Qu’est-ce que la dissociation ? Comprendre ce mécanisme de survie psychique et social

Qu’est-ce que la dissociation ?

Le grand gel intérieur

Il y a des douleurs qu’on sent qu’on voit, qu’on vit et il y en a d’autres qu’on ne perçoit même plus. J’ai souvent rencontré des personnes pour qui tout va bien en apparence, ils avancent dans une vie « normale » avec un masque du sourire, mais au fond, je sais que quelque chose est éteint. Les êtres authentiques et éveillés sont rayonnants, ils irradient de joie et de puissance d’être. Et, il y a ces personnes souriantes, mais distantes, on sent qu’elles sont « loin ». Une distance au monde, une froideur avec soi, une impossibilité d’être en présence. Une déconnexion entre son esprit et son corps. C’est de la dissociation. Un mot qu’on entend peu au repas de famille ou aux soirées avec les amis, c’est pourtant l’un des mécanismes de survie les plus fréquents et les moins reconnus de notre époque.
La dissociation est un phénomène à la fois psychologique, neurologique, corporel et social, c’est le prix à payer pour continuer à fonctionner dans notre monde déchiré et en effondrement. La dissociation concerne des millions de personnes sans qu’elles le sachent. Et des millions de personnes forment une société. Nous vivons dans une société dissociée avec des millions de dissociés. Les conséquences individuelles et collectives sont énormes. Cet article s’inscrit dans le volet « tout ce que j’aurais aimé savoir », c’est une exploration rigoureuse, incarnée et engagée de ce qu’est la dissociation, pourquoi elle survient, comment elle agit et surtout comment on peut en guérir.

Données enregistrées
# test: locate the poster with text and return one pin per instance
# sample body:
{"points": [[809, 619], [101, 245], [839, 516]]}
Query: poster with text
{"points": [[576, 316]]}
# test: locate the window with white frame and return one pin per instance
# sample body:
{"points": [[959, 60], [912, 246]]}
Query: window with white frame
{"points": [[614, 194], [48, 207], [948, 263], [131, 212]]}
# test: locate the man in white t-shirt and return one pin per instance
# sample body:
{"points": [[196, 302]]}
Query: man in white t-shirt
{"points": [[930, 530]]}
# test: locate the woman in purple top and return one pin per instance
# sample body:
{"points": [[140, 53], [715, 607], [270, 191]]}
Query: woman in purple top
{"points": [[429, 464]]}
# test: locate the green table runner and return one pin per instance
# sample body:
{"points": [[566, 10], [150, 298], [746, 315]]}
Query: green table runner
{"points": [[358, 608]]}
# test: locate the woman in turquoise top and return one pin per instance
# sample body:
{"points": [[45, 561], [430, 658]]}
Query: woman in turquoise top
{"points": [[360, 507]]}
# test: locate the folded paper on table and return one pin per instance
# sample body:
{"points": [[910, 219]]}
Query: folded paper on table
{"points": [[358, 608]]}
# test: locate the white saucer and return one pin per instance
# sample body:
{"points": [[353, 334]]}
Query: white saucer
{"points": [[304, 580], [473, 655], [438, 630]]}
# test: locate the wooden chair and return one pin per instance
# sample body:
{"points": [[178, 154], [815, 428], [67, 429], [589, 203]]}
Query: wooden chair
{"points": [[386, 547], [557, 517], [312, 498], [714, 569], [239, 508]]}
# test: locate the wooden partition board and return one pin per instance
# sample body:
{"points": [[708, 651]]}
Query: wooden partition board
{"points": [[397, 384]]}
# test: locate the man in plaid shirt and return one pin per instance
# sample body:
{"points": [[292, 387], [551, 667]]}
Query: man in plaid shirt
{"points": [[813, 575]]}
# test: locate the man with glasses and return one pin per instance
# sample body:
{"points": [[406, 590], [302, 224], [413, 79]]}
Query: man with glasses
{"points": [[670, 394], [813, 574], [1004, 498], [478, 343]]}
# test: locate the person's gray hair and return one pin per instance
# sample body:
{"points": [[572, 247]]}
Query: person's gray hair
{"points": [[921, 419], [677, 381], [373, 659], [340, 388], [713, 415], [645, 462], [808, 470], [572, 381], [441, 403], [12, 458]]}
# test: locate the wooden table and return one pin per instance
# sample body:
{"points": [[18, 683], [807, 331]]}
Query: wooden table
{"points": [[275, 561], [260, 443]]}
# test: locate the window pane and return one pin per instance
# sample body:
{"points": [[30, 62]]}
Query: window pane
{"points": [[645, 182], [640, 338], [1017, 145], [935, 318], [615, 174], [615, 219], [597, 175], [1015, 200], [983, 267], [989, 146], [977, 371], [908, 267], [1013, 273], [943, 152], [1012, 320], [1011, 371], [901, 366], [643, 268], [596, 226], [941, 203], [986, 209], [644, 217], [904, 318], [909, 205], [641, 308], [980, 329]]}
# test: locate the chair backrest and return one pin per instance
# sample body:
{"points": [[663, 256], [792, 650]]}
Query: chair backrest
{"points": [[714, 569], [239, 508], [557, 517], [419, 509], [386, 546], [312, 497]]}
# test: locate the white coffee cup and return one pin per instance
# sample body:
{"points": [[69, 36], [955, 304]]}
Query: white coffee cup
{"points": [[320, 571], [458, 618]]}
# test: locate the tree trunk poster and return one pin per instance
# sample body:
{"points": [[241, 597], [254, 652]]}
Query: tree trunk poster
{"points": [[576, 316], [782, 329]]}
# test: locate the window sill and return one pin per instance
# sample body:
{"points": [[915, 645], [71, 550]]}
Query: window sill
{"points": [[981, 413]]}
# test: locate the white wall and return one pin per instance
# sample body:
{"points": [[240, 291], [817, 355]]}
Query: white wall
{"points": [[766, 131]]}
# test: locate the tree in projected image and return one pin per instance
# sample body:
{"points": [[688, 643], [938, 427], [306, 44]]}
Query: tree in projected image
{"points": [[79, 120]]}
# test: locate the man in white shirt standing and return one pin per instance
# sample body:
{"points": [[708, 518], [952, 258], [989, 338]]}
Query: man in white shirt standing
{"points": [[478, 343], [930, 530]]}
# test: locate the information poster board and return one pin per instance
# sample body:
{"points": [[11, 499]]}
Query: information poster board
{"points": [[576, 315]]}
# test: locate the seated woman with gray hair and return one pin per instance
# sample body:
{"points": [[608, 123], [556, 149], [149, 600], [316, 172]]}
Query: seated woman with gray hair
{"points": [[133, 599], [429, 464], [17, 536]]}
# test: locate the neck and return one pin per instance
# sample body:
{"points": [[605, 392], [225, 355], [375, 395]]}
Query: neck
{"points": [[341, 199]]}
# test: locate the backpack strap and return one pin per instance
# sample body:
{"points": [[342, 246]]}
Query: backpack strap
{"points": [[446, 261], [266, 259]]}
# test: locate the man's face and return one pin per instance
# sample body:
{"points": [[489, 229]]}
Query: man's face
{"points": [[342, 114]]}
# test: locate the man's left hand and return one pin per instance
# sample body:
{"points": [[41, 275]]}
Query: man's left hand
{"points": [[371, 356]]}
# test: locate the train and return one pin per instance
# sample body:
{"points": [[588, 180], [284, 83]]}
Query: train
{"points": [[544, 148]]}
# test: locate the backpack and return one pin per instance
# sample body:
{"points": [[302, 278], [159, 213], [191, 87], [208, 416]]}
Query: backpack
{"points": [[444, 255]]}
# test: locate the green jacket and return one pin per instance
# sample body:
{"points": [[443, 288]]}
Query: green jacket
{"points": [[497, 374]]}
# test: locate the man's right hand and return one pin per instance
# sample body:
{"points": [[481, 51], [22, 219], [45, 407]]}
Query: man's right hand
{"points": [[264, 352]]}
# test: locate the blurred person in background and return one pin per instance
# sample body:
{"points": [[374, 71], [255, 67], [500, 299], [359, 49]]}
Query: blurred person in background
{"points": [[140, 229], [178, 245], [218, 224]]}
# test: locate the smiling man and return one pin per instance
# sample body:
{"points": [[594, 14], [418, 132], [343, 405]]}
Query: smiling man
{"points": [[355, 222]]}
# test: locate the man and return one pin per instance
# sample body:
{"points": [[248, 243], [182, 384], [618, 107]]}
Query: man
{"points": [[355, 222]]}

Consignes:
[1] Reformulez sous forme de liste le paragraphe de l'extrait sur la dissociation qui commence par « La dissociation est un phénomène », en conservant ses faits essentiels.
[2] Dites si chacune des affirmations suivantes est conforme à l'extrait sur la dissociation. Répondez par oui ou par non, puis citez les mots du texte qui le montrent.
(a) La dissociation touche des millions de personnes qui n'en ont pas conscience.
(b) Le mot « dissociation » revient souvent lors des repas de famille.
(c) La dissociation est présentée comme un phénomène uniquement psychologique.
[3] Recopiez le passage de l'extrait sur la dissociation qui commence par « Il y a des douleurs » et se termine par « de notre époque. ».

Réponses par item:
[1]
- La dissociation est un phénomène à la fois psychologique, neurologique, corporel et social.
- Elle est le prix à payer pour continuer à fonctionner dans un monde déchiré et en effondrement.
- Elle concerne des millions de personnes qui l'ignorent, si bien que la société elle-même est dissociée.
- Ses conséquences individuelles et collectives sont énormes.
- L'article appartient au volet « tout ce que j'aurais aimé savoir ». Il explore ce qu'est la dissociation, pourquoi elle survient, comment elle agit et comment en guérir.

[2]
(a) Oui : « La dissociation concerne des millions de personnes sans qu’elles le sachent. »
(b) Non : « Un mot qu’on entend peu au repas de famille ou aux soirées avec les amis »
(c) Non : « un phénomène à la fois psychologique, neurologique, corporel et social »

[3]
Il y a des douleurs qu’on sent qu’on voit, qu’on vit et il y en a d’autres qu’on ne perçoit même plus. J’ai souvent rencontré des personnes pour qui tout va bien en apparence, ils avancent dans une vie « normale » avec un masque du sourire, mais au fond, je sais que quelque chose est éteint. Les êtres authentiques et éveillés sont rayonnants, ils irradient de joie et de puissance d’être. Et, il y a ces personnes souriantes, mais distantes, on sent qu’elles sont « loin ». Une distance au monde, une froideur avec soi, une impossibilité d’être en présence. Une déconnexion entre son esprit et son corps. C’est de la dissociation. Un mot qu’on entend peu au repas de famille ou aux soirées avec les amis, c’est pourtant l’un des mécanismes de survie les plus fréquents et les moins reconnus de notre époque.